» **Pointing entries for labeled objects**
====

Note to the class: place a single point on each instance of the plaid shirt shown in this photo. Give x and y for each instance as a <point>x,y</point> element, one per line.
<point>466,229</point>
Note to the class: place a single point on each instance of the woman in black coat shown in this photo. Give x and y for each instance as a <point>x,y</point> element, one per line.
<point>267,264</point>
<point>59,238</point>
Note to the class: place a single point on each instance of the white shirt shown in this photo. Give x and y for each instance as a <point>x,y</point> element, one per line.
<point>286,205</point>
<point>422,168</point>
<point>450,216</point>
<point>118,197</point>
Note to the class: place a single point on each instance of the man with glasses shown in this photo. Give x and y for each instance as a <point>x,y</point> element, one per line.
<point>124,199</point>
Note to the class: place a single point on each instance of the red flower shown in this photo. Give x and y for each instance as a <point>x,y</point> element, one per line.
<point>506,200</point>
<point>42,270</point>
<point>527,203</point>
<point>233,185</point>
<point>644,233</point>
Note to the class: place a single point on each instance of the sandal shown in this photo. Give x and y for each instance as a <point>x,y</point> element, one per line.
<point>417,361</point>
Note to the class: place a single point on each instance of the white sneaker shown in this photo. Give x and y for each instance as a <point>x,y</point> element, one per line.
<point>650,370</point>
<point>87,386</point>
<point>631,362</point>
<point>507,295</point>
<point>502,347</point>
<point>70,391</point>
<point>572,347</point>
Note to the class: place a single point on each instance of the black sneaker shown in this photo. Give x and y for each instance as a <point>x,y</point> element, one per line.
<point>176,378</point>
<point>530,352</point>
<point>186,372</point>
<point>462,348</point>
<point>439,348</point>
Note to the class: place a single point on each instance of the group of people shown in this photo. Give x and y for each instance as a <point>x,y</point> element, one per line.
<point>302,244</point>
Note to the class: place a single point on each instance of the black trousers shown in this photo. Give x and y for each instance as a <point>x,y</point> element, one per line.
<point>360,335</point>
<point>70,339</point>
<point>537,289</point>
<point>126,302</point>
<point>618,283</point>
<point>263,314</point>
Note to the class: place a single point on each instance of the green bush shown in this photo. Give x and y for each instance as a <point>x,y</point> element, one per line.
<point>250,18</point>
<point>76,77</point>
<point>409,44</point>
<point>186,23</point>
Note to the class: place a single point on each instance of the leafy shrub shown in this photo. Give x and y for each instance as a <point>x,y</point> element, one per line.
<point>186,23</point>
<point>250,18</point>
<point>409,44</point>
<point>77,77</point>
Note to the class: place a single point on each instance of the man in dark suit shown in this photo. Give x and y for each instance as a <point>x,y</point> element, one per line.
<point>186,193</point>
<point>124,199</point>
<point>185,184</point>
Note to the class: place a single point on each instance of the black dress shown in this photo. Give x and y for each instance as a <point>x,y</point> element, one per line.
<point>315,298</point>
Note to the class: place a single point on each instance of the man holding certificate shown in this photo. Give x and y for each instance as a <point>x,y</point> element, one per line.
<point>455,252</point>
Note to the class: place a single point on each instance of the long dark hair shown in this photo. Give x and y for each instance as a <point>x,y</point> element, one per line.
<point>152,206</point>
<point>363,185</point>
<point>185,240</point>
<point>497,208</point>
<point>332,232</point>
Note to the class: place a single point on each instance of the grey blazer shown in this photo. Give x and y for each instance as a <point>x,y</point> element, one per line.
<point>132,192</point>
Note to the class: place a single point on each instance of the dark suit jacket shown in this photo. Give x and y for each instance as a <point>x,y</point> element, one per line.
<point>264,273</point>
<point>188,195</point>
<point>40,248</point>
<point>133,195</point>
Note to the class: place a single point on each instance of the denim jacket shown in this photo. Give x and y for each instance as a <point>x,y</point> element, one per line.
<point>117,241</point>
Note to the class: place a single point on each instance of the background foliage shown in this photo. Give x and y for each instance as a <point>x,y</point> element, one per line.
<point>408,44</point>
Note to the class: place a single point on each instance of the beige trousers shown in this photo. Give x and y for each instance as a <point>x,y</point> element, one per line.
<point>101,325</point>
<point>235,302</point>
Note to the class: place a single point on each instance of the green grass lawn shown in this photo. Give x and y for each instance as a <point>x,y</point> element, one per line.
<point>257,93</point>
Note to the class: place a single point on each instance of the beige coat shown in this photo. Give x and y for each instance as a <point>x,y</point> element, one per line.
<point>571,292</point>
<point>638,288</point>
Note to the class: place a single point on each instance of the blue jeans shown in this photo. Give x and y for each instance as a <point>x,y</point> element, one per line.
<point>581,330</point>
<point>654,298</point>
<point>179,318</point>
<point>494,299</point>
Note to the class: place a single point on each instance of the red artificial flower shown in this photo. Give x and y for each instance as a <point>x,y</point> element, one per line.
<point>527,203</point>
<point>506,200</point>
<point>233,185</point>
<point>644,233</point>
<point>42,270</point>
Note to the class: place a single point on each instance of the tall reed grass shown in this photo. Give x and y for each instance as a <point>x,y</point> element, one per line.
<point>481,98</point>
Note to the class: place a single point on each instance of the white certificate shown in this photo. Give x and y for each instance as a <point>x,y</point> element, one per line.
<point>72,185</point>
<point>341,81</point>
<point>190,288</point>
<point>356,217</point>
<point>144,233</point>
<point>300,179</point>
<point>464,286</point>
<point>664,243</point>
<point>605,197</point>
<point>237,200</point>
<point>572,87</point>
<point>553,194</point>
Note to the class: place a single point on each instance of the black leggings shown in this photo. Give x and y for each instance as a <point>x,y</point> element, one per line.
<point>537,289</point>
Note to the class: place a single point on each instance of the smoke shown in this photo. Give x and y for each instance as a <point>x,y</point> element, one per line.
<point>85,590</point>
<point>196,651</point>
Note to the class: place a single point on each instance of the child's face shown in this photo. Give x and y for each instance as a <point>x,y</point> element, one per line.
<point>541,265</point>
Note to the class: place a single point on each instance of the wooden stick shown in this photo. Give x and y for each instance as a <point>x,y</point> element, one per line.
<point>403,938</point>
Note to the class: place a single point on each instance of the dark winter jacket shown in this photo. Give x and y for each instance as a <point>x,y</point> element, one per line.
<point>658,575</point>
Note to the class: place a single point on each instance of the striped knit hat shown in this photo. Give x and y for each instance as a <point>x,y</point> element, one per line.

====

Copy out the lines from the one containing "of the blue" through the one containing "<point>494,299</point>", swapping "blue jeans" for "denim pants" and leaving all else unchanged.

Note to the class: place a single point on each instance of the denim pants shown in this photo. Give x and y for each instance as a <point>x,y</point> element, one per line.
<point>581,330</point>
<point>654,298</point>
<point>179,318</point>
<point>494,299</point>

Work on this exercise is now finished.